Selected excerpt

****

15. Decree in suit for dissolution of partnership :–Where a suit is for the dissolution of a partnership, or the taking of partnership accounts, the Court, before passing a final decree, may pass a preliminary decree declaring the proportionate shares of the parties, fixing the day on which the partnership shall stand dissolved or be deemed to have been dissolved, and directing such accounts to be taken, and other acts to be done, as it thinks fit.

11. A plain reading of Rule 15 of Order XX CPC would show that a preliminary decree for dissolution of the partnership, or taking partnership accounts always contains declaration of rights of the parties and fix the date of dissolution. It vests discretion in the Court passing a preliminary decree to fix the date on which partnership shall stand dissolved or deemed to have been dissolved. The Court can declare that the partnership stands dissolved from a particular date or may also declare that it is already deemed to have been dissolved from a date anterior to the date of partnership. The Legislature is presumed to be aware of their statutory liability prior to making an enactment. Therefore, the language of Rule 15 of

Order XX CPC does not brook any doubt that Rule 15 of Order XX contemplates a situation where the suit is filed for dissolution of “partnership at will” and dissolution of partnership other than “at will”. Insofar as the date or dates on which a “partnership at will” stands dissolved, the same does not present any difficulty in view of the statutory provisions contained in Section 43 of the Act, which reads thus:

43. Dissolution by notice of partnership at will :–(1) Where the partnership is at will, the Firm may be dissolved by any partner giving notice in writing to all the other partners of his intention to dissolve the Firm,

(2) The Firm is dissolved as from the date mentioned in the notice as the date of dissolution or, if no date is so mentioned, as from the date of the communication of the notice.

****

Data entries
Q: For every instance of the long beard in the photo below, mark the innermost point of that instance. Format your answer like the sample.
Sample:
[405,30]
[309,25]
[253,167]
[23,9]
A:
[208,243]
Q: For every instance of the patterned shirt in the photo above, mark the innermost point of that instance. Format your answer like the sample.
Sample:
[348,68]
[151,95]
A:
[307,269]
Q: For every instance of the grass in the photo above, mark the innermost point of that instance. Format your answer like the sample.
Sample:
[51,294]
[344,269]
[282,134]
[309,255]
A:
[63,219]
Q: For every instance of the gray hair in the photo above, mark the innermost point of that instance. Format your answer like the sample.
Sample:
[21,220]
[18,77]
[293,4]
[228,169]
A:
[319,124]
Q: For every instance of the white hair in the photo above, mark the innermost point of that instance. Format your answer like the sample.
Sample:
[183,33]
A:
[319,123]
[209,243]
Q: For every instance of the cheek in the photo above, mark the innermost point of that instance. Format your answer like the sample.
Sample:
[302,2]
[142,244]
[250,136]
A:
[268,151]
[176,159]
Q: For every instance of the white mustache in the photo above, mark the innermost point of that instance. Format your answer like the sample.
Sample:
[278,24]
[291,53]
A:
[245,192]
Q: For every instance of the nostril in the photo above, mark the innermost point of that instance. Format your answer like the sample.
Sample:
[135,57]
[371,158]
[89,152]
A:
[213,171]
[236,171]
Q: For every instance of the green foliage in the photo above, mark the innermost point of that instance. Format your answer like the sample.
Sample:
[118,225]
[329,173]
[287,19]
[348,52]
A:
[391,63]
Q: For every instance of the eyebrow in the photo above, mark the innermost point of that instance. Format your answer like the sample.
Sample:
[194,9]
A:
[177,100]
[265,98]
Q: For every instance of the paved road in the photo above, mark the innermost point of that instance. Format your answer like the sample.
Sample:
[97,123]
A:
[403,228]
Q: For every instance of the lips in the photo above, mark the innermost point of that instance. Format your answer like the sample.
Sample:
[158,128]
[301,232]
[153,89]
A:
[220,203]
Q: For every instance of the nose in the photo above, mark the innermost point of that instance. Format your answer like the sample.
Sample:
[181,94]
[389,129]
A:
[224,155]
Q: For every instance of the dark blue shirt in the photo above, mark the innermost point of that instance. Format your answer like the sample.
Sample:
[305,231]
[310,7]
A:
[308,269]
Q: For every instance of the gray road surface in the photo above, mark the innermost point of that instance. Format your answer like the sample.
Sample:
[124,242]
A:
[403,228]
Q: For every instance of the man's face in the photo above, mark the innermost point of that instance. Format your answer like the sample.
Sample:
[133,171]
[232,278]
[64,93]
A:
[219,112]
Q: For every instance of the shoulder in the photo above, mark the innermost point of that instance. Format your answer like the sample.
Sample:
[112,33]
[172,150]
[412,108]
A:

****

Requirement
In the excerpt on dissolving partnerships, list each thing that the quoted Rule 15 says the Court may do through a preliminary decree.

Full response
- Declare the proportionate shares of the parties
- Fix the day on which the partnership shall stand dissolved or be deemed to have been dissolved
- Direct such accounts to be taken as it thinks fit
- Direct other acts to be done as it thinks fit